About this exercise:
The entries are to be printed again word for word, but no picture may appear.

++++ Entries shown

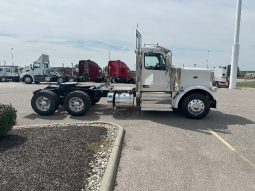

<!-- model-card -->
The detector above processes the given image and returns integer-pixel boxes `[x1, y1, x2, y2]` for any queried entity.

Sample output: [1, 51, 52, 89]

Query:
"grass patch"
[237, 82, 255, 88]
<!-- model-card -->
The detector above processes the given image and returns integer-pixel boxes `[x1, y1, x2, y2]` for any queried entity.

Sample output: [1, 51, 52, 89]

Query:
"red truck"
[78, 60, 103, 82]
[108, 60, 134, 83]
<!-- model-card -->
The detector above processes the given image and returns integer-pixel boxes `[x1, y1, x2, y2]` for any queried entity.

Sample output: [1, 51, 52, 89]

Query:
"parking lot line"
[208, 128, 255, 169]
[208, 129, 236, 151]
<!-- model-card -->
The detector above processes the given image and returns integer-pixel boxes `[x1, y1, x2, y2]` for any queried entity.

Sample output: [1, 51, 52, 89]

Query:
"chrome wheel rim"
[36, 96, 51, 111]
[25, 77, 31, 83]
[69, 97, 84, 112]
[188, 99, 205, 116]
[58, 78, 64, 83]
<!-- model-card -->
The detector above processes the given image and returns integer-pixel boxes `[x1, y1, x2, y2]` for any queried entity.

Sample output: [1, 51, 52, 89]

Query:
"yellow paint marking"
[239, 154, 255, 169]
[208, 129, 236, 152]
[208, 128, 255, 169]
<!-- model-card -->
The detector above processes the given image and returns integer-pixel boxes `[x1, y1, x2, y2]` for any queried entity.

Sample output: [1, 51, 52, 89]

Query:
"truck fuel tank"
[107, 86, 135, 108]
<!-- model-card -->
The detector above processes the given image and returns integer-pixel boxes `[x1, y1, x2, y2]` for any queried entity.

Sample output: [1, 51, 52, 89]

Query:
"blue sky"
[0, 0, 254, 70]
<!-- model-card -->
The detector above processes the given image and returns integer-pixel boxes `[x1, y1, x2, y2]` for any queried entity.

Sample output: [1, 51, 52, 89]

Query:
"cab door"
[141, 52, 170, 92]
[32, 61, 43, 75]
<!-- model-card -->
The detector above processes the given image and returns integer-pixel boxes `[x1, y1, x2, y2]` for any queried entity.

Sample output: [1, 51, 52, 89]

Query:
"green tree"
[227, 65, 240, 77]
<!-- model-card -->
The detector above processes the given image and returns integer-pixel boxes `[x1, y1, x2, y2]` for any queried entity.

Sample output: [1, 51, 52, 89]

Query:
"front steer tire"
[31, 90, 59, 115]
[64, 91, 91, 116]
[181, 93, 210, 119]
[23, 75, 33, 84]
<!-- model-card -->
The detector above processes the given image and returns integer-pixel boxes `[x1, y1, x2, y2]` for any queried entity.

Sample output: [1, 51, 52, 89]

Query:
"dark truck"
[53, 60, 104, 83]
[78, 60, 103, 82]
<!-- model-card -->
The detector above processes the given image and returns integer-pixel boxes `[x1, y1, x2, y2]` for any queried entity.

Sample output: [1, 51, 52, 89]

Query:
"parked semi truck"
[0, 66, 20, 82]
[50, 60, 104, 83]
[78, 60, 103, 82]
[108, 60, 135, 83]
[20, 54, 67, 84]
[31, 30, 216, 119]
[213, 67, 229, 87]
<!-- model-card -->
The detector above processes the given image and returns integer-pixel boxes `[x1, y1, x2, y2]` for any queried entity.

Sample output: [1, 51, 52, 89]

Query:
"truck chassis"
[31, 82, 214, 119]
[31, 82, 135, 116]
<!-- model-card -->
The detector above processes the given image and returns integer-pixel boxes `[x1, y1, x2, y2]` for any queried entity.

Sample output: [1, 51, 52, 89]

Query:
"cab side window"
[144, 53, 166, 70]
[33, 62, 41, 68]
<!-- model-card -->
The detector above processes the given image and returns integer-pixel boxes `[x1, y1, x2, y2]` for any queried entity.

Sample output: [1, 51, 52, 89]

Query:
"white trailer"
[0, 66, 20, 82]
[31, 30, 217, 119]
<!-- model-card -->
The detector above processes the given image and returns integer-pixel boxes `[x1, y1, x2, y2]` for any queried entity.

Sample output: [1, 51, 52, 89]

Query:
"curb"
[99, 123, 125, 191]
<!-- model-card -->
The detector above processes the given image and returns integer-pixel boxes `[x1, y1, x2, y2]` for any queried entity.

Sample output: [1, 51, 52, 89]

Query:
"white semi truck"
[31, 30, 216, 119]
[0, 66, 20, 82]
[213, 67, 229, 87]
[20, 54, 64, 84]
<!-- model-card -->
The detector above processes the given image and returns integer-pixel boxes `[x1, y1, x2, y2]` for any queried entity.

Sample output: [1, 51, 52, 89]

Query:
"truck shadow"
[90, 106, 255, 135]
[24, 113, 67, 120]
[23, 104, 254, 135]
[24, 107, 100, 121]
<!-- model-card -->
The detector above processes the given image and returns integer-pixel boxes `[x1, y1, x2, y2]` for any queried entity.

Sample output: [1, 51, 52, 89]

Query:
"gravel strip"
[0, 122, 118, 191]
[83, 123, 118, 191]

++++++++

Exercise answer:
<!-- model-card -->
The detector above processes the given image and returns integer-pixel boxes `[x1, y1, x2, y2]` for any queried entity.

Sample output: [1, 51, 52, 89]

Query:
"grass patch"
[237, 82, 255, 88]
<!-- model-card -->
The detector above processes the given image and returns integer-pixel boxes `[x1, y1, x2, y2]` for any queried entity.

Sample output: [1, 51, 52, 89]

Query:
"red truck"
[78, 60, 103, 82]
[108, 60, 134, 83]
<!-- model-card -->
The detector above processes the given image and returns integer-pixel boxes `[x1, y1, x2, y2]` for any queried entity.

Sample output: [1, 51, 52, 89]

Query:
"parking lot line"
[208, 128, 255, 169]
[208, 129, 236, 151]
<!-- model-card -->
The detector above processes the given image and returns integer-pixel boxes `[x1, y1, x2, y2]` for any queried entity.

Sample output: [1, 51, 52, 89]

Query:
"chrome wheel rim"
[36, 96, 51, 111]
[25, 77, 31, 83]
[69, 97, 84, 112]
[188, 99, 205, 116]
[58, 78, 64, 83]
<!-- model-card -->
The detector above processes the given image and returns integer-pixel boxes `[x1, y1, x2, y2]` for any queried entity.

Sample output: [1, 51, 52, 89]

Query:
"yellow paint marking"
[239, 154, 255, 169]
[208, 129, 236, 152]
[208, 128, 255, 169]
<!-- model-card -->
The detector above processes the given image and returns integer-pixel boxes `[x1, y1, x2, y2]` for any queried entity.

Sample output: [1, 51, 52, 89]

Query:
"truck fuel tank"
[107, 86, 135, 108]
<!-- model-card -->
The detector above processes the given image and returns integer-pixel boxes `[x1, y1, x2, y2]` for any queried entity.

Sample output: [1, 51, 52, 89]

Query:
"blue sky"
[0, 0, 254, 70]
<!-- model-card -->
The detector above processes the given image and returns integer-pixel boxes `[x1, y1, x2, y2]` for any queried entity.

Sample output: [1, 51, 52, 89]

Query:
"cab door"
[141, 52, 170, 92]
[32, 61, 43, 75]
<!-- model-card -->
The detector above processes the given image and returns integer-pixel boxes `[x1, y1, x2, y2]` for any queried entity.

Sample output: [1, 51, 52, 89]

Query:
"green tree"
[227, 65, 240, 77]
<!-- model-card -->
The detector above processes the given image and returns integer-pixel boxes `[x1, y1, x2, y2]` for any queried entity.

Sample output: [1, 51, 52, 89]

Query:
"front steer tire"
[31, 90, 59, 115]
[64, 91, 91, 116]
[181, 93, 210, 119]
[23, 75, 33, 84]
<!-- model-card -->
The detector above processes the given image and returns integer-pixel boxes `[x1, y1, x2, y2]` for any queried entity.

Sample output: [1, 51, 52, 89]

Query:
"dark truck"
[53, 60, 104, 83]
[78, 60, 103, 82]
<!-- model-card -->
The detector above processes the given image and returns integer-pixel boxes `[x1, y1, x2, y2]` for any queried entity.

Sample output: [1, 51, 52, 89]

Query:
"parked semi truck"
[0, 66, 20, 82]
[50, 60, 104, 83]
[78, 60, 103, 82]
[108, 60, 135, 83]
[20, 54, 67, 84]
[31, 30, 216, 119]
[213, 67, 229, 87]
<!-- model-card -->
The detector above processes the given image and returns integer-pixel boxes `[x1, y1, x2, y2]` for any queried entity.

Sample output: [1, 51, 52, 89]

Query:
"truck chassis"
[31, 82, 214, 119]
[31, 82, 135, 116]
<!-- model-card -->
The detector above processes the given image and returns integer-pixel boxes `[x1, y1, x2, y2]` for any queried entity.

Sample output: [1, 51, 52, 89]

Query:
"cab side window"
[144, 53, 166, 70]
[33, 62, 41, 68]
<!-- model-card -->
The detector above processes the given image and returns integer-pixel boxes `[x1, y1, x2, y2]` for any queried entity.

Sample output: [1, 51, 52, 89]

Query:
"white trailer"
[0, 66, 20, 82]
[31, 30, 217, 119]
<!-- model-card -->
The detector above processes the given image and returns integer-pixel boxes `[x1, y1, x2, y2]` for any queried entity.

Sample output: [1, 51, 52, 89]

Query:
"curb"
[99, 123, 125, 191]
<!-- model-card -->
The detector above processes the given image and returns integer-pixel boxes `[x1, y1, x2, y2]` for any queried entity.

Sample output: [1, 51, 52, 89]

Query:
"white semi truck"
[31, 30, 216, 119]
[0, 66, 20, 82]
[213, 67, 229, 87]
[20, 54, 64, 84]
<!-- model-card -->
The detector above processes the given image and returns integer-pixel boxes `[x1, y1, x2, y2]` for any queried entity.

Sample output: [1, 51, 52, 89]

Query:
"truck shadow"
[90, 106, 255, 135]
[24, 113, 67, 120]
[23, 104, 254, 135]
[24, 107, 100, 121]
<!-- model-card -->
The detector above processes the given image and returns integer-pixel boxes `[x1, y1, x2, y2]` for any queried entity.

Sample output: [1, 51, 52, 89]

Query:
"gravel strip"
[0, 122, 118, 191]
[83, 123, 118, 191]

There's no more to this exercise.